┌──

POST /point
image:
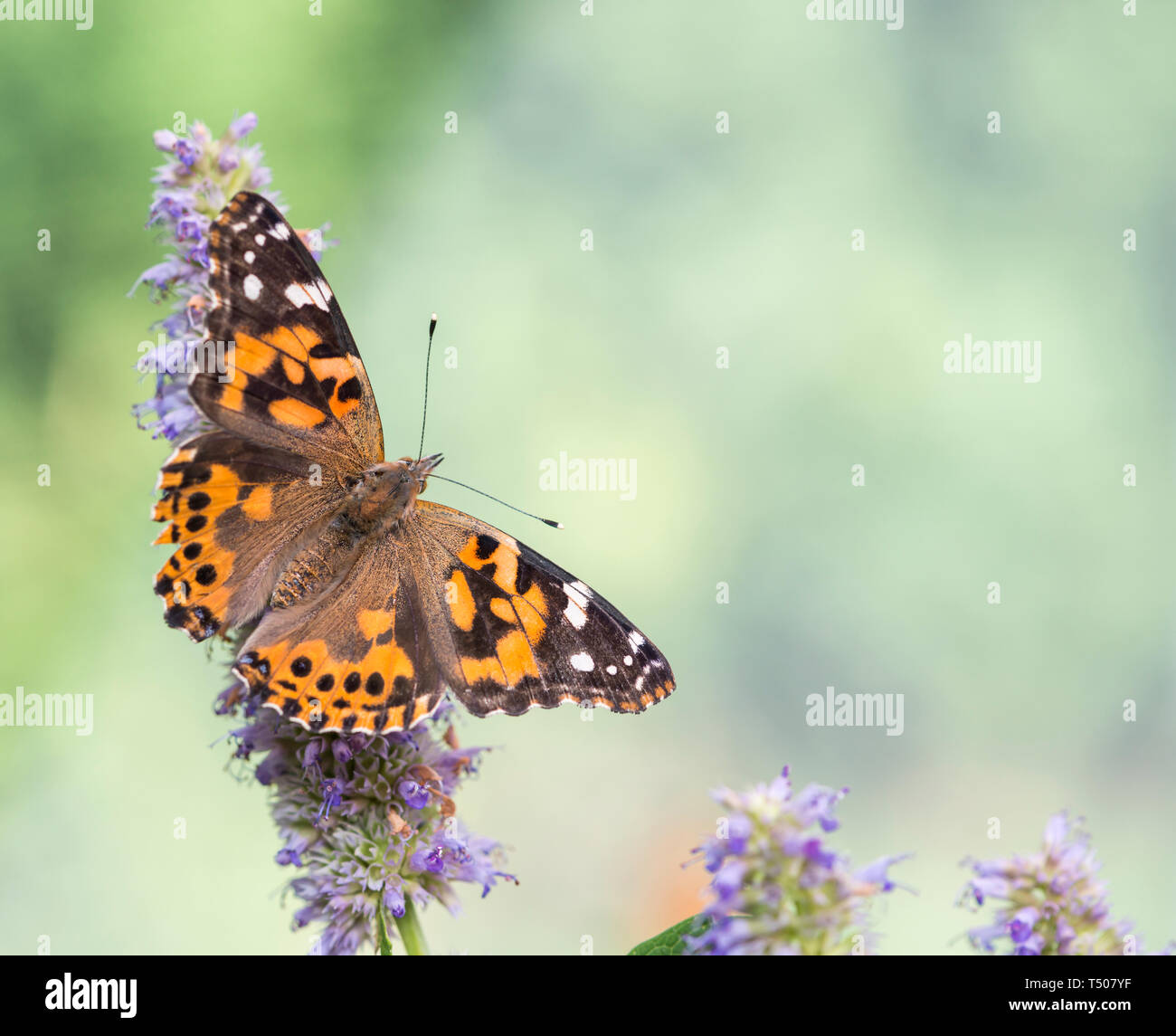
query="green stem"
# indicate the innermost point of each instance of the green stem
(410, 928)
(383, 942)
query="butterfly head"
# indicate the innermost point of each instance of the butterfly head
(387, 491)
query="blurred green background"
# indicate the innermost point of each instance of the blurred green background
(701, 240)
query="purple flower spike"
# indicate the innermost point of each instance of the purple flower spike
(777, 888)
(242, 126)
(1053, 899)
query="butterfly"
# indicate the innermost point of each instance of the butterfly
(368, 603)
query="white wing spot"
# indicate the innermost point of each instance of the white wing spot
(583, 662)
(298, 295)
(576, 613)
(316, 297)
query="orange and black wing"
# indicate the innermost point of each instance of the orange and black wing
(514, 632)
(292, 376)
(235, 513)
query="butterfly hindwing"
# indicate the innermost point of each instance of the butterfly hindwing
(293, 376)
(354, 659)
(524, 632)
(368, 603)
(235, 513)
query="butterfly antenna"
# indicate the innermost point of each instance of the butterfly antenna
(551, 522)
(424, 407)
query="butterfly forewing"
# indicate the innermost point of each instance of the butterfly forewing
(294, 375)
(364, 619)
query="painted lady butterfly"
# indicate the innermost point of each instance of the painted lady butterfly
(369, 603)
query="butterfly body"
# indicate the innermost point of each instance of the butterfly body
(368, 603)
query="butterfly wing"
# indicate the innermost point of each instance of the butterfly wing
(354, 659)
(235, 512)
(293, 377)
(513, 632)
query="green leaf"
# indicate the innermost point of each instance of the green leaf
(671, 942)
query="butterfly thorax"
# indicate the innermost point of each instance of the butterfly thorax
(379, 500)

└──

#### [TASK REQUIREMENTS]
What is needed is an exact transcription of every entry, minus the pictures.

#### [RESPONSE AREA]
POST /point
image:
query="green stem"
# indicate the innermost point of each instance of the green stem
(410, 928)
(383, 942)
query="butterfly head"
# indicate the innermost point of each instance of the butterfly head
(387, 491)
query="blurred green background"
# indicate the innermost point of each instance of the blurred green background
(701, 240)
query="purple flower spike"
# indicate the innermost point of each instance of the purple flower spike
(777, 888)
(242, 126)
(1053, 899)
query="butterfly"
# indicate the innermost point of each instance of the butterfly
(368, 603)
query="white wing spot"
# indicate the innermost point of each instance of the white wing spot
(583, 662)
(298, 295)
(576, 613)
(316, 297)
query="orange and black wing"
# indicate the innermost point of each instance of the orange and black wing
(514, 632)
(292, 376)
(235, 513)
query="butterfly hindwing"
# indicate the innermost point of each instance of the butterfly hindwing
(293, 376)
(354, 659)
(524, 632)
(368, 603)
(235, 513)
query="butterfly antenna"
# indicate the innermost point of each instance of the butterfly antenna
(551, 522)
(424, 407)
query="butterfly forewing"
# indicate the innermost point of each instance of the butterfly forewing
(294, 375)
(364, 619)
query="painted lady butterfly"
# indicate the innermost point of each instance of the painted lady butterfly
(369, 603)
query="butterfly body"
# indicate the innermost point of each instance of the butterfly body
(368, 603)
query="butterfly wing"
# indicate the innermost point of each instance of the butterfly wing
(354, 659)
(235, 512)
(293, 377)
(513, 632)
query="green leaf"
# indicate the innermost point of each instance of the green leaf
(671, 942)
query="butterfly thorax"
# indicate the innermost point of each instance of the butterfly thorax
(379, 500)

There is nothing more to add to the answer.